What you will do —
1. From the records below, pull out every line that contains the word "distant".
2. Write the next part of the commentary below on Bank of Canada rates and the B20 mortgage stress test, picking up right after its last sentence.

Text shown —
◇ ◇ ◇ ◇ ◇

A best-selling Canadian author of 14 books on economic trends, real estate, the financial crisis, personal finance strategies, taxation and politics. Nationally-known speaker and lecturer on macroeconomics, the housing market and investment techniques. He is a licensed Investment Advisor with a fee-based, no-commission Toronto-based practice serving clients across Canada.

No Bank of Canada rate increase next week. Phew. Talk about hammers and flies. With B20 taking flight, effectively adding a full 2% to mortgage rates, the housing market is already in for serious diddling. Plus, events of the next 10 weeks might make everything worse

Why is the central bank suddenly putting on the brakes after being all macho in the summer?

Oil is mired at fifty bucks. GDP growth is waning. Sears is firing. Trade numbers are weaker. So are retail sales. Real estate is wobbling. But mostly the worry is about NAFTA. That trade deal with the US directly impacts a quarter of the entire economy and millions of jobs. By all accounts, the talks suck. Ottawa is fighting for gender parity. Trump is fighting for jobs. We’re pooched.

Would Trump dump the deal? Well he walked the US away from the Trans-Pacific Partnership (TPP) and shocked the world by exiting the Paris Accord on climate change. Giving notice that NAFTA is dead would be no stretch since the guy doesn’t actually care what anybody (who didn’t vote for him) thinks.

So, no hike Wednesday morning. None until early 2018, despite the Fed pulling its trigger in December. Expect the dollar to lose ground for a while, especially if there’s a cabinet shuffle and Bill Morneau goes back to being simply a rich business dude brought down by arrogance and bad staff.

Let’s get back to B20 for a few minutes. The mother of all mortgage drones is loaded with nukes and groaning down the runway. What, exactly, happens next?

First, don’t listen to any industry chatter about mortgage lenders finding loopholes to circumvent the stress test, or to mitigate its affects by putting people into long (35-year) amortizations. While it’s true the bank cop (OSFI) did not spell out this aspect of the regs, rest assured any major moves to circumvent them will be squished.

Does that include borrowing from credit unions, which are not subject to OSFI rules?

“My wife emailed FICOM and the response she got from them made it sound like credit unions have no plans to follow these guidelines,” says Evan, “so I’m left wondering… is B20 really going to impact the market that much?”

◇ ◇ ◇ ◇ ◇

[Extracted records]

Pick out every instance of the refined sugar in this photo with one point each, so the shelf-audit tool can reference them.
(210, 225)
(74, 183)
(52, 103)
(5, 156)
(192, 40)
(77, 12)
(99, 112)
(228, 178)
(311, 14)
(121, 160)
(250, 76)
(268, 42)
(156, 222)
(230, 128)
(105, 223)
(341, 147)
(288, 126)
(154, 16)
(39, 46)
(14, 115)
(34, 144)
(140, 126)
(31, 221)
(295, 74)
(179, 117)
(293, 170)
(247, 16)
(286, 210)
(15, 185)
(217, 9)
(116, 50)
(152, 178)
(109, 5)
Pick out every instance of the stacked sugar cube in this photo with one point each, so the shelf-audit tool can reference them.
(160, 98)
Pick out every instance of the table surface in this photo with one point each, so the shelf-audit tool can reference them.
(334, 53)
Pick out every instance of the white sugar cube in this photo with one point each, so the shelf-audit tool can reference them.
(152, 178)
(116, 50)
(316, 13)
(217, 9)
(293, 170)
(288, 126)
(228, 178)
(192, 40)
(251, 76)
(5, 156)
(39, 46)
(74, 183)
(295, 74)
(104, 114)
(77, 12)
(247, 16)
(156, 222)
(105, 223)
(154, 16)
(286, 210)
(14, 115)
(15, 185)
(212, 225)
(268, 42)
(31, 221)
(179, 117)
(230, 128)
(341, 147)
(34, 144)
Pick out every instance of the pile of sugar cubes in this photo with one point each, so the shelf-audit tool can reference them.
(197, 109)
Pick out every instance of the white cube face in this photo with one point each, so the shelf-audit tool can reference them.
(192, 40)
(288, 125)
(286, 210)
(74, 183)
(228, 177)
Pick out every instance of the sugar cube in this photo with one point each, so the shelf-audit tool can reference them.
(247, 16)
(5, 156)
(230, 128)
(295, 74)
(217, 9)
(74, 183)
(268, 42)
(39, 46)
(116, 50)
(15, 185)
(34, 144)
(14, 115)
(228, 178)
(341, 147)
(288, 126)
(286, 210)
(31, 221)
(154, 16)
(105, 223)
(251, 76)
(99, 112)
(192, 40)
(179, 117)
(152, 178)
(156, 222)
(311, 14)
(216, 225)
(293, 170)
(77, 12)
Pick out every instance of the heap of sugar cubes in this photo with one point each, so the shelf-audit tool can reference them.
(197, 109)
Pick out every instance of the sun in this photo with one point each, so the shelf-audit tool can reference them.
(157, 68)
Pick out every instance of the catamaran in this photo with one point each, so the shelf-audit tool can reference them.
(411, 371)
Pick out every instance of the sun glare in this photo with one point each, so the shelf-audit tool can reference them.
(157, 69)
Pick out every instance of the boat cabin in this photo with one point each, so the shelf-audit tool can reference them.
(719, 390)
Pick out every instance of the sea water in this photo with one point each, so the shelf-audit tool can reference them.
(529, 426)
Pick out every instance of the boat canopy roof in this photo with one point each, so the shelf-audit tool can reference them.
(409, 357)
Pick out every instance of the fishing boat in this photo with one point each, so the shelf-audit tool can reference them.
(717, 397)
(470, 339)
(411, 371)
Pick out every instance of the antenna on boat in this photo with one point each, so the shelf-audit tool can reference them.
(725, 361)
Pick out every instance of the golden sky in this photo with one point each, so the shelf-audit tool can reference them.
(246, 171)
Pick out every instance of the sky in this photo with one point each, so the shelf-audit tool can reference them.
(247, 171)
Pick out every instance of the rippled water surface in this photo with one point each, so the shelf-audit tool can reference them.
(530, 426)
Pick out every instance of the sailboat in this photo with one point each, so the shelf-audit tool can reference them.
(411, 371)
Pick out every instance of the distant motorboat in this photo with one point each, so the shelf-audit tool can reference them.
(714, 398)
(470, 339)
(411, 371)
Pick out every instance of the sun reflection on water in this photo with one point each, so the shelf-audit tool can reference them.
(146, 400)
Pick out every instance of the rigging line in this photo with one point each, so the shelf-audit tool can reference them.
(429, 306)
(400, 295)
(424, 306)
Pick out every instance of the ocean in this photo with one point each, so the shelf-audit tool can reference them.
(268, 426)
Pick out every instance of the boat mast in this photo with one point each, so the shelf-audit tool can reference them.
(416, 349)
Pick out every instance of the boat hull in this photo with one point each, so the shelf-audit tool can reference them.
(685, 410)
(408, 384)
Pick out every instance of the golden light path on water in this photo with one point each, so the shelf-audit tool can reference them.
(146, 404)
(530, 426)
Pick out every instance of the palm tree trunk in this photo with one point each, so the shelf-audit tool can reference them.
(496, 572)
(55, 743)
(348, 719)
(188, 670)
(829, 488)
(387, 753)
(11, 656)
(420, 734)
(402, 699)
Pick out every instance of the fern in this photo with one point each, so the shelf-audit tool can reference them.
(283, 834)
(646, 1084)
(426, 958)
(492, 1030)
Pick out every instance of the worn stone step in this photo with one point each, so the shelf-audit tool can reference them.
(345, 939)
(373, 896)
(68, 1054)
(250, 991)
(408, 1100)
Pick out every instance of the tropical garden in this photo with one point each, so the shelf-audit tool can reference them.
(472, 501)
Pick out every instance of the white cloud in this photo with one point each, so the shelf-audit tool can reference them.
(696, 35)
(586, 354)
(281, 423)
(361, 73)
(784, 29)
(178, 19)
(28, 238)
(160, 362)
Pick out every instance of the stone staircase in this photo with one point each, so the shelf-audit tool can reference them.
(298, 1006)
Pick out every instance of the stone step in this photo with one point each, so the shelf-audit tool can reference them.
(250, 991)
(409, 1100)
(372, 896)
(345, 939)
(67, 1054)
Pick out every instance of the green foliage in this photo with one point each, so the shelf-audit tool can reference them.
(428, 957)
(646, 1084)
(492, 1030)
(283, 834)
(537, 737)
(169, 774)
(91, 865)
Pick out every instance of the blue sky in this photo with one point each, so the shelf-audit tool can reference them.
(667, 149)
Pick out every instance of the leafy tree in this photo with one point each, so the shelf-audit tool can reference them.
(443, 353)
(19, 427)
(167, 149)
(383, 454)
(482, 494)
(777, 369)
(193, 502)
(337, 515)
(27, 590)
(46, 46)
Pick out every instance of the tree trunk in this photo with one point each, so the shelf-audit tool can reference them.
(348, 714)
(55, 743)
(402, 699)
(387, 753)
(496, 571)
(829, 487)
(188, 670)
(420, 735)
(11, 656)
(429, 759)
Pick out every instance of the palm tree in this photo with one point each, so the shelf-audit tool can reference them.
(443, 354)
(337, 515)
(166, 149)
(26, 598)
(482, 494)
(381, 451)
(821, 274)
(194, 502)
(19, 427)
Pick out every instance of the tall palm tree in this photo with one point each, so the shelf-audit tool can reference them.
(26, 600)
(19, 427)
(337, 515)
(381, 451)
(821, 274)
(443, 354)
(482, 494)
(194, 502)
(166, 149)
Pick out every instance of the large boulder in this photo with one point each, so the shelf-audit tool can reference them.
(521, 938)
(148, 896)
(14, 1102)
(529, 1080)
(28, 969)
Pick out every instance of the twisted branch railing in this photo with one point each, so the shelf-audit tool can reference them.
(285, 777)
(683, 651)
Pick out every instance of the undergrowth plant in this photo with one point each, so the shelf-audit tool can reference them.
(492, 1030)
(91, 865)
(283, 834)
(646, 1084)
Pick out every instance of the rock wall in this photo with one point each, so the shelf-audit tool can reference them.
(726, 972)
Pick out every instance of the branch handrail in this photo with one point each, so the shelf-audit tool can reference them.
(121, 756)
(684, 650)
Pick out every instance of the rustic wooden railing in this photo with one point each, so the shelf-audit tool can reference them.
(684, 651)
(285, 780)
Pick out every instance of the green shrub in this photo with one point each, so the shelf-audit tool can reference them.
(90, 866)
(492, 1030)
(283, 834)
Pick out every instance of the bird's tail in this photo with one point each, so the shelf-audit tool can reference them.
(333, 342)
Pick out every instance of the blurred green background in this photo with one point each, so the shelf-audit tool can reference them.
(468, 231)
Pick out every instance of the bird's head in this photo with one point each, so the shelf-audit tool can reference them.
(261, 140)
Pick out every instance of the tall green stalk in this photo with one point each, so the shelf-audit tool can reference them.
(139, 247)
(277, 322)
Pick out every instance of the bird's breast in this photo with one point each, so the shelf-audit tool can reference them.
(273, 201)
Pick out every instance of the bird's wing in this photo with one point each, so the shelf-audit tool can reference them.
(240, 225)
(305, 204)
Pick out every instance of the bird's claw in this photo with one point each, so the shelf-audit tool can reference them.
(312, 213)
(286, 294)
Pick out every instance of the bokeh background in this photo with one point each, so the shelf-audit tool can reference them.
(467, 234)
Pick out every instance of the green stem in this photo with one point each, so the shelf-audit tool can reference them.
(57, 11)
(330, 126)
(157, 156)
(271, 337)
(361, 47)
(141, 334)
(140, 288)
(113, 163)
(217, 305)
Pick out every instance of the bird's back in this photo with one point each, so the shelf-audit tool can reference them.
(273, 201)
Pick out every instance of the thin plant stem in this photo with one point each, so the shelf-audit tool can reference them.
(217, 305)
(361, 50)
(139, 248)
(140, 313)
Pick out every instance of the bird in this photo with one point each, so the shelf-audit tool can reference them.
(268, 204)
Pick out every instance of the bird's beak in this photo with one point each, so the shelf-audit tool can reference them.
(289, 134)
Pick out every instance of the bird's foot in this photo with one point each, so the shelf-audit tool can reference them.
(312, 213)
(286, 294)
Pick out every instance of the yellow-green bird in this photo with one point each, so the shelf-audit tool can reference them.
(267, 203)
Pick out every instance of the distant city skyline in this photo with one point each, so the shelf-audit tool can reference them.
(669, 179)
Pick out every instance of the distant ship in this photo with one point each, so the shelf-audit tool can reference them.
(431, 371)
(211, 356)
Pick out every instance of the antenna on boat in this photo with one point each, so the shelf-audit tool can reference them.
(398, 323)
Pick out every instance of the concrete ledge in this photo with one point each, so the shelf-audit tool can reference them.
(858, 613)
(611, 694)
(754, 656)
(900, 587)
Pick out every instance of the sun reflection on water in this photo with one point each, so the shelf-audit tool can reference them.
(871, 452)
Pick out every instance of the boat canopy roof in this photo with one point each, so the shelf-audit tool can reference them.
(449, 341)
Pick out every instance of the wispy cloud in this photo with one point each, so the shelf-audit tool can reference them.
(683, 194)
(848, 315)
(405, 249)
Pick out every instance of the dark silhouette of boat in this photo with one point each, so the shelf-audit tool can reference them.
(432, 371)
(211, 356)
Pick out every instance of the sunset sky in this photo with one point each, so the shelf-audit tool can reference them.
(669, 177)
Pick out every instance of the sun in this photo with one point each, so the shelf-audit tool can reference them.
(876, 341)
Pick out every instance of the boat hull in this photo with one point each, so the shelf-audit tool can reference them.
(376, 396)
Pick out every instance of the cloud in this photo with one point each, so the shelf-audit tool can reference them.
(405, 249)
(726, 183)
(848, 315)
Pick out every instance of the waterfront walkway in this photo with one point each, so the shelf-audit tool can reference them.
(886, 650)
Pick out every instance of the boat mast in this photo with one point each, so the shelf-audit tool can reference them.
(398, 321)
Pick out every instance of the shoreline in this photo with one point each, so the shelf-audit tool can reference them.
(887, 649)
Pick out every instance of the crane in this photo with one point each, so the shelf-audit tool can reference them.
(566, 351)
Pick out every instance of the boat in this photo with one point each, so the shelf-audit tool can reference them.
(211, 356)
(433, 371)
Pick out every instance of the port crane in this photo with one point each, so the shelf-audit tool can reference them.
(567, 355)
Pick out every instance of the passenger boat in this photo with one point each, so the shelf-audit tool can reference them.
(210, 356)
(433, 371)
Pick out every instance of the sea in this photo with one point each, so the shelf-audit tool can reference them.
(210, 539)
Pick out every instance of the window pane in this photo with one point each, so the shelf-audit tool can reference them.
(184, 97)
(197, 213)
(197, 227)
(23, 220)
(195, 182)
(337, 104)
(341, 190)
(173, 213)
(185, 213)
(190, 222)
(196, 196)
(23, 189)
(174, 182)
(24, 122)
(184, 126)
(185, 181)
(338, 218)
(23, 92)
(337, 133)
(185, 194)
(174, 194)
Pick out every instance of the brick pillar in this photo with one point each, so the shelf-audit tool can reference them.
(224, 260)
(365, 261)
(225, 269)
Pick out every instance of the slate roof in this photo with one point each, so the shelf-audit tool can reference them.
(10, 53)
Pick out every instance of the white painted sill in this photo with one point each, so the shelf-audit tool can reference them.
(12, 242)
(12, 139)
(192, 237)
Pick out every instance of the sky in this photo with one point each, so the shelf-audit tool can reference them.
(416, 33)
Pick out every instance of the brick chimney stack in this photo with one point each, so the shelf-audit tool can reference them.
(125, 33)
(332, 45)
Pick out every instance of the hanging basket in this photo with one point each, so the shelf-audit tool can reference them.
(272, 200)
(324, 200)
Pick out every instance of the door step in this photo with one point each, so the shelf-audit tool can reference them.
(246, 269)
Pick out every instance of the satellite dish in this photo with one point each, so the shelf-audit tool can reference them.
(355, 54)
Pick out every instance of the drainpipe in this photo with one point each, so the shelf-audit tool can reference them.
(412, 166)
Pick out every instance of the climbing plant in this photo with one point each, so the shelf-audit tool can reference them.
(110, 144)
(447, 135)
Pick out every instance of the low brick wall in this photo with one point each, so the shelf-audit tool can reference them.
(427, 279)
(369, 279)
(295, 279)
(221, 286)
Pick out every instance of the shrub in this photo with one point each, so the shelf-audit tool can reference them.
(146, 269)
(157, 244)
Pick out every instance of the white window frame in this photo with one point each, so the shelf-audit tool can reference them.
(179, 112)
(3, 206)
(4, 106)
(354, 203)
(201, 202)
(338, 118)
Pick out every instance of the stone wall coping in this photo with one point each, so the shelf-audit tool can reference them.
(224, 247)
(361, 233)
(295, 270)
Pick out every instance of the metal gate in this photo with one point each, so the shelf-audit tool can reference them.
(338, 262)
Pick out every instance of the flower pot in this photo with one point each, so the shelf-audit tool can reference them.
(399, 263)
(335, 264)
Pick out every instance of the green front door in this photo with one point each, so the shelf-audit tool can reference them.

◇ ◇ ◇ ◇ ◇

Exercise responses —
1.
Pick out every instance of the distant motorboat in this photo with one point each, so the shelf-audit tool can reference them.
Pick out every instance of the distant city skyline in this photo with one point each, so the shelf-audit tool can reference them.
Pick out every instance of the distant ship in this photo with one point each, so the shelf-audit tool can reference them.

2.
Good question. For a while I’m sure the CU guys will benefit from a flood of new apps, since one in five borrowers today would fail the stress test and qualify for smaller loans. So the credit unions will happily take on more risk and become even more insanely exposed to a housing market which has a long road down. But they’re not banks and don’t have unlimited wells of money. Moreover, politicians in BC and Ontario are likely insist that B20 rules eventually be replicated by everyone. Finally, if the stress test is designed to protect people from being total hosers when it comes to taking a loan, why shouldn’t it apply to all?

Other questions include: when does the stress test take effect? When a house is bought? When it closes? When you get the mortgage funds? What about renewing an existing mortgage? Does it matter if I drive a Kia?

While January 1 is the date everyone’s throwing around, expect all the banks to have the test in place soon. Within a couple of weeks. OSFI instructed as much when it told them last week: “Where possible, federally regulated financial institutions are expected to comply with the principles and expectations set out in this guideline as of the date of this letter.” Remember – the banks wanted this rule change. It reduces their risk. They’ll get the paper cups ready just as quick as they can.

The test will take place when you apply and since almost everybody gets pre-approved these days, that’s when the moment of truth will arrive. Do you have enough verifiable income to pass the debt service ratio test at the offered mortgage rate + 2%? If not, the loan amount will be reduced until you do. As mentioned days ago, a family with 20% down who qualified to buy a $725,000 house before the test would be shopping for a $570,000 property after it.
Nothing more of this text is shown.